**Passage provided**:
The TSA officers who kept America’s airports running for six weeks without paychecks will finally receive their wages. The immigration agents at the center of the dispute will not.
In a 2:30 a.m. voice vote Friday, the U.S. Senate unanimously approved funding for most of the Department of Homeland Security—excluding Immigration and Customs Enforcement and parts of Customs and Border Protection. The partial government shutdown that paralyzed airports across the country appears to be ending, though the political standoff that triggered it remains entirely unresolved.
The legislation now heads to the Republican-controlled House for a vote expected as early as Friday.
Chaos at the Checkpoints
For travelers, the shutdown became visceral. At Houston’s William P. Hobby Airport, 43 percent of TSA officers called out of work this week. Atlanta’s Hartsfield-Jackson and New York’s JFK saw absence rates near 37 percent. Airports in Houston and Atlanta warned passengers to expect waits of up to four hours at security checkpoints.
More than 480 TSA officers quit during the 42-day funding lapse, according to Department of Homeland Security figures. Ha Nguyen McNeill, the TSA’s acting administrator, told lawmakers Wednesday the agency was considering closing some airports entirely if staffing shortages continued.
“We are really concerned about our security posture and what the long term impacts of this shutdown is going to have on the workforce and our ability to carry out this mission,” McNeill said.

Data items:
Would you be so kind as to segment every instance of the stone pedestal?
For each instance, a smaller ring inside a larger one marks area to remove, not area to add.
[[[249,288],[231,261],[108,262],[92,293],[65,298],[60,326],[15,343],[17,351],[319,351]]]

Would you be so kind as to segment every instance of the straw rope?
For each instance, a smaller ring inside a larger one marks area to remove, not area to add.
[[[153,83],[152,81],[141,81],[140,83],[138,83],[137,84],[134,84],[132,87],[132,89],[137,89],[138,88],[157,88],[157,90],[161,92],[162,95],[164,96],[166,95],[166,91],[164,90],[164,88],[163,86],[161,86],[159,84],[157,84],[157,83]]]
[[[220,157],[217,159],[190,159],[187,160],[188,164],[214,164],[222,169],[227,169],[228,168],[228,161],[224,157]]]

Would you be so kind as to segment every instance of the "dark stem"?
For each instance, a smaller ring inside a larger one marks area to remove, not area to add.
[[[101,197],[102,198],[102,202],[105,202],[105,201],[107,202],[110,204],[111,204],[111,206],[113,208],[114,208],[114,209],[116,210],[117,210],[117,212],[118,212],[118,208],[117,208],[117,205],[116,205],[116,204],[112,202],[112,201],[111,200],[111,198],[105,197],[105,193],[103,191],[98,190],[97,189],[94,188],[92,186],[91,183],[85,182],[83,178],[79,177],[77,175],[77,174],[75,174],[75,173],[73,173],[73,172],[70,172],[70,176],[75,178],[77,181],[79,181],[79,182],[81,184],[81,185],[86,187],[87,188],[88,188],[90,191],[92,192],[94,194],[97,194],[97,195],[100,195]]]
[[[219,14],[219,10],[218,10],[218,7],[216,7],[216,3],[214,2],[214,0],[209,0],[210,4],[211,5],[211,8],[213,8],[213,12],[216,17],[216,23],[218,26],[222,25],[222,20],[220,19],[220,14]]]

**Stated problem**: According to the passage about the airport shutdown, how many TSA officers quit during the funding lapse?

**Complete response**: More than 480 TSA officers quit during the 42-day funding lapse.